Retype only the lines running from the beginning of the entries below to the line with "point(553, 311)", both included. Do not include pictures.

Top of THE RECORDS

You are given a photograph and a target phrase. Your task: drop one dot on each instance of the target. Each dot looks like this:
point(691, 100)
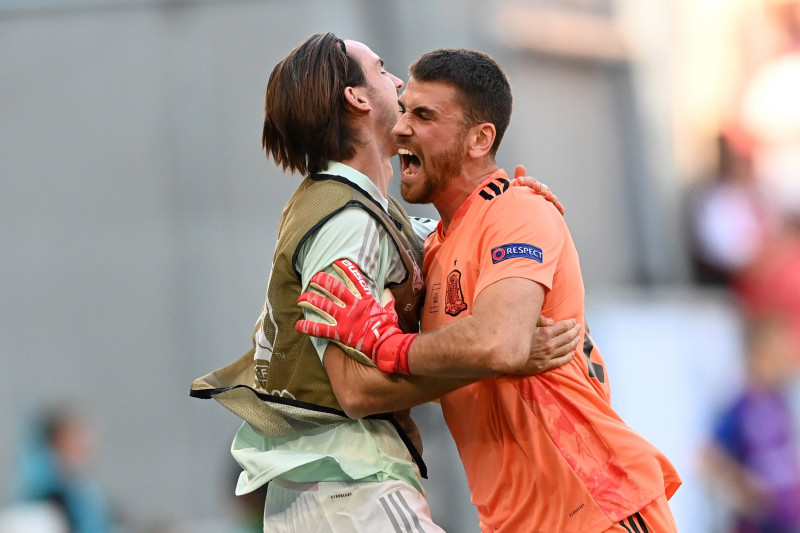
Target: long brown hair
point(305, 114)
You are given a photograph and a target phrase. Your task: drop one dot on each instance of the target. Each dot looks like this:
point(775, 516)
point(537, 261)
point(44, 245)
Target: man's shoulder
point(506, 198)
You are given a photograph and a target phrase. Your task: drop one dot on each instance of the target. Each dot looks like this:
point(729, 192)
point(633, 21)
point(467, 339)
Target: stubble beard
point(443, 169)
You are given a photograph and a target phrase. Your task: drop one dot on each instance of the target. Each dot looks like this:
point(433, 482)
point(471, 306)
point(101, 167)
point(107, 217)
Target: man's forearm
point(364, 390)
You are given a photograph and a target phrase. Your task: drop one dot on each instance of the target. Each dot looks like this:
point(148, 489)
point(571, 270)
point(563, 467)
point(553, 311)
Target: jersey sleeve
point(350, 234)
point(522, 237)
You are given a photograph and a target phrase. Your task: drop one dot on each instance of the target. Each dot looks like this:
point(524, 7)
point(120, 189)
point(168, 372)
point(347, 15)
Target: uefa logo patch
point(516, 249)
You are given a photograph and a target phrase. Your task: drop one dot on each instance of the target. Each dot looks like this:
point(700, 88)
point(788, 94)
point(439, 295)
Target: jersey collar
point(357, 178)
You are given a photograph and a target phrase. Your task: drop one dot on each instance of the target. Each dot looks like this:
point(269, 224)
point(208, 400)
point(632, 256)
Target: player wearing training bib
point(560, 422)
point(542, 454)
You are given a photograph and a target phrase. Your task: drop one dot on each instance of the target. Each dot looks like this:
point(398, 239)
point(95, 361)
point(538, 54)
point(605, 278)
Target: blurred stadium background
point(138, 214)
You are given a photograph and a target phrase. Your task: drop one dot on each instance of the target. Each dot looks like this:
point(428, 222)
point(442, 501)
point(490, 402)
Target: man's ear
point(480, 139)
point(357, 98)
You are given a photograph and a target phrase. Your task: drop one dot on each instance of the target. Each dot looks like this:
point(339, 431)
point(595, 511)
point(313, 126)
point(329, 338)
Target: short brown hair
point(305, 114)
point(480, 82)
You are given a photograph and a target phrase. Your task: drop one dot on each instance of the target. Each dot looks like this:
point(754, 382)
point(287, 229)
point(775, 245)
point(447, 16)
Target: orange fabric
point(544, 453)
point(655, 518)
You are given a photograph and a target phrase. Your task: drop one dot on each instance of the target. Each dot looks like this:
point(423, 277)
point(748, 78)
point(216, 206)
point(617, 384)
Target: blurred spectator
point(730, 218)
point(770, 111)
point(772, 284)
point(52, 471)
point(752, 459)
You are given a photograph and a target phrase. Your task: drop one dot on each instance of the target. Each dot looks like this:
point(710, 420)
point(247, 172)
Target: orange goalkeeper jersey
point(545, 453)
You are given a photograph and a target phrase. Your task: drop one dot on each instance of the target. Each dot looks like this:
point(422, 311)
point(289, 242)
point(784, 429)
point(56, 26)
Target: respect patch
point(517, 249)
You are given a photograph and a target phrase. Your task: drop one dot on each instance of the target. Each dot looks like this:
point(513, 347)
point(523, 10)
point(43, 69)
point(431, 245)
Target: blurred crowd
point(746, 240)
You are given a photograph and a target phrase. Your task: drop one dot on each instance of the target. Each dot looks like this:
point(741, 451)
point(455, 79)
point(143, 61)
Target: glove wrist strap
point(393, 353)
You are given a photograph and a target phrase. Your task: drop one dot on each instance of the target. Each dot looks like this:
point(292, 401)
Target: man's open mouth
point(409, 162)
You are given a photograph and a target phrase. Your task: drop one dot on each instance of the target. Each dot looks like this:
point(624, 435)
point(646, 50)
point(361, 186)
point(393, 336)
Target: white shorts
point(346, 507)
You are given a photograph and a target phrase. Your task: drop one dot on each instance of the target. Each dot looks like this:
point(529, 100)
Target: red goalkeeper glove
point(355, 318)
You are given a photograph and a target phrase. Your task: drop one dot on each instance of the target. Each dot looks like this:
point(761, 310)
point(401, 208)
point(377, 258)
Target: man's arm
point(365, 390)
point(496, 338)
point(505, 317)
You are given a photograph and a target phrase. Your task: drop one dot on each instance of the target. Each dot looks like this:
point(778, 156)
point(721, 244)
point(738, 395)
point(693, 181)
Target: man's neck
point(371, 161)
point(459, 189)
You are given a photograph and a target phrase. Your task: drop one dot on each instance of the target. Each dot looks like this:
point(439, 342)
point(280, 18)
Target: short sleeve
point(523, 236)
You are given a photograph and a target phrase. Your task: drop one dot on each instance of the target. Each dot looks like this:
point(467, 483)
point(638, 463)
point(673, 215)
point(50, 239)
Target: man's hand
point(552, 345)
point(538, 188)
point(355, 319)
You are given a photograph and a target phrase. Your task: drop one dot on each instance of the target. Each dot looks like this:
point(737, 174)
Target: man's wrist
point(392, 354)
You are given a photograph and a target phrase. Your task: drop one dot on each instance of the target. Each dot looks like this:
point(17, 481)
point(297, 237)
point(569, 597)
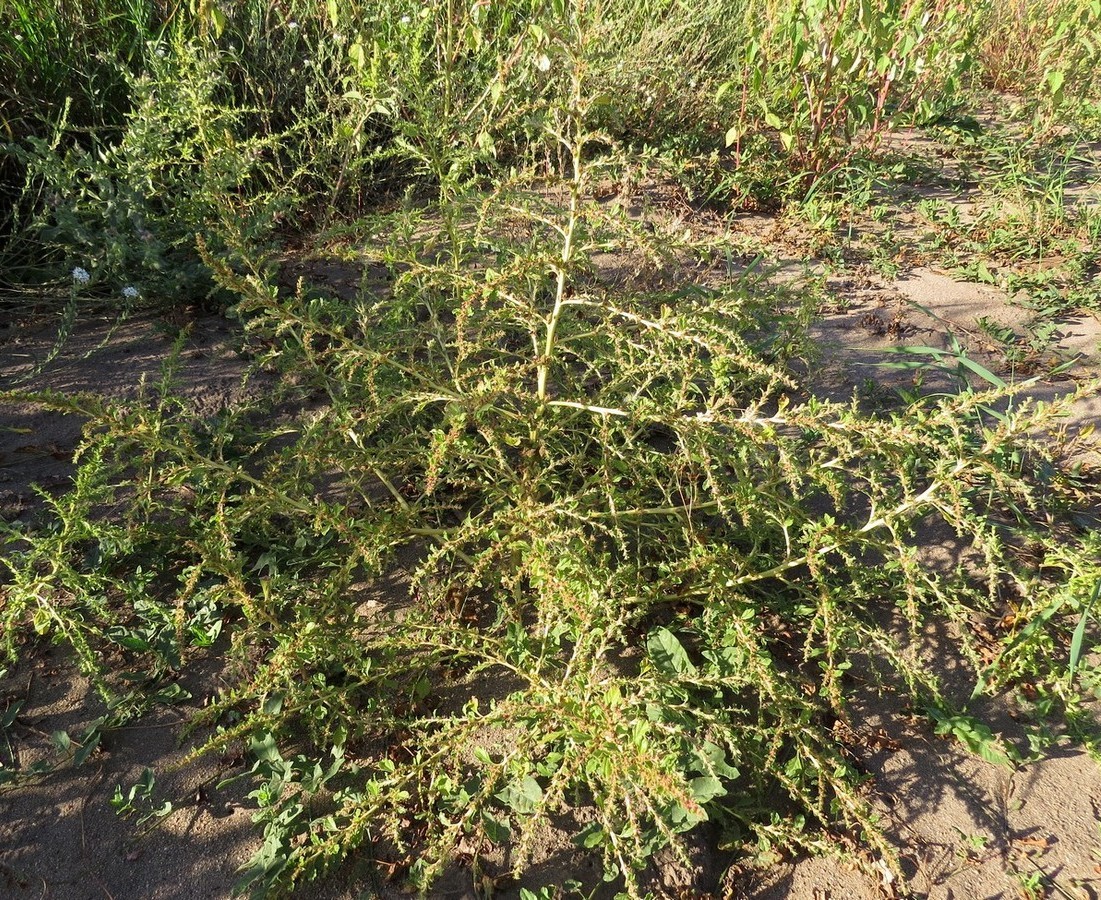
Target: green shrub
point(540, 542)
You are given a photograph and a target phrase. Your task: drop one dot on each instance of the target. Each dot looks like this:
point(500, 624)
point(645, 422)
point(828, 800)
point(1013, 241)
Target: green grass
point(611, 500)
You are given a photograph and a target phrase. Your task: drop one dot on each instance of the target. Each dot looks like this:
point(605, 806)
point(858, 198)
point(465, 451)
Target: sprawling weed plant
point(515, 542)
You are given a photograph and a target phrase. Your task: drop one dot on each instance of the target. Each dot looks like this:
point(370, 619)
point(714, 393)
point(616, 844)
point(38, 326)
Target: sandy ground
point(967, 830)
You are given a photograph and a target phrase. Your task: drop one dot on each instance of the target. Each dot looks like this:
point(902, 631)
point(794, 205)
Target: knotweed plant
point(519, 542)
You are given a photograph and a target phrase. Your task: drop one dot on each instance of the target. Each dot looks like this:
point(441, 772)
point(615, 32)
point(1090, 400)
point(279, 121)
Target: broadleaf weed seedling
point(542, 539)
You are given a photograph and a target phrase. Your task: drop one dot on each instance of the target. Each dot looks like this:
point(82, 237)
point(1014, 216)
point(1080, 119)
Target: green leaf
point(497, 830)
point(706, 788)
point(1076, 641)
point(522, 795)
point(669, 658)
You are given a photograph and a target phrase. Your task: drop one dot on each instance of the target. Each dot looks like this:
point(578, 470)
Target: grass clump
point(515, 542)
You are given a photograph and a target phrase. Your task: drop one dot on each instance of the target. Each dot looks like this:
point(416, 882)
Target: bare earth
point(967, 830)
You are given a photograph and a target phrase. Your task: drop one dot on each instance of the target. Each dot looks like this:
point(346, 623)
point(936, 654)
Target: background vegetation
point(616, 505)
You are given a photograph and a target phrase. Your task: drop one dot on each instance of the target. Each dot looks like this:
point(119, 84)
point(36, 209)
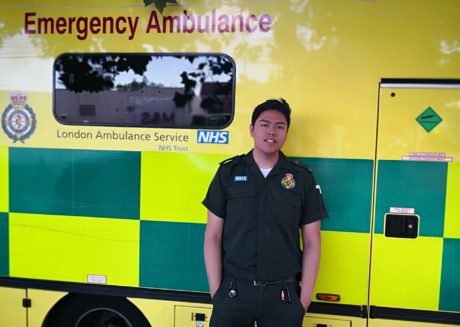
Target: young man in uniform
point(257, 203)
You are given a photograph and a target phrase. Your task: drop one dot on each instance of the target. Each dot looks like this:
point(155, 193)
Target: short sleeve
point(215, 200)
point(314, 208)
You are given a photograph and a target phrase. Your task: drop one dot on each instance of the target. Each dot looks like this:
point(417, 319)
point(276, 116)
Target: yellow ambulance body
point(115, 117)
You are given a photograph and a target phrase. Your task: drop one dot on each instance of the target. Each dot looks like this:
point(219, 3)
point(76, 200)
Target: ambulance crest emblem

Bottom of THE RECORDS

REPLY:
You are given a photograph and a target phrase. Your task: drop one dot on each instance of the target. Each dot looks like this:
point(691, 100)
Target: long brown hair
point(305, 114)
You are given a photograph and a target phrase. Your task: drop one dot on each instance of the target. Each dot looks like this:
point(775, 516)
point(537, 261)
point(44, 245)
Target: man's shoulder
point(506, 198)
You are given a photograph and a target phrase. Your task: drop one dot on each instance of the target. Each dot looks like this:
point(729, 192)
point(633, 21)
point(467, 339)
Target: stubble beard
point(443, 169)
You are given a photograph and a target phrase. Your task: drop one dot on each instance of the target. Each dot looks like this:
point(433, 482)
point(471, 306)
point(101, 167)
point(107, 217)
Target: man's forearm
point(364, 390)
You are given a photograph and a target phrase. Your task: drop one dot on each instance of the target. Each dot looks like this:
point(148, 489)
point(571, 270)
point(563, 467)
point(553, 311)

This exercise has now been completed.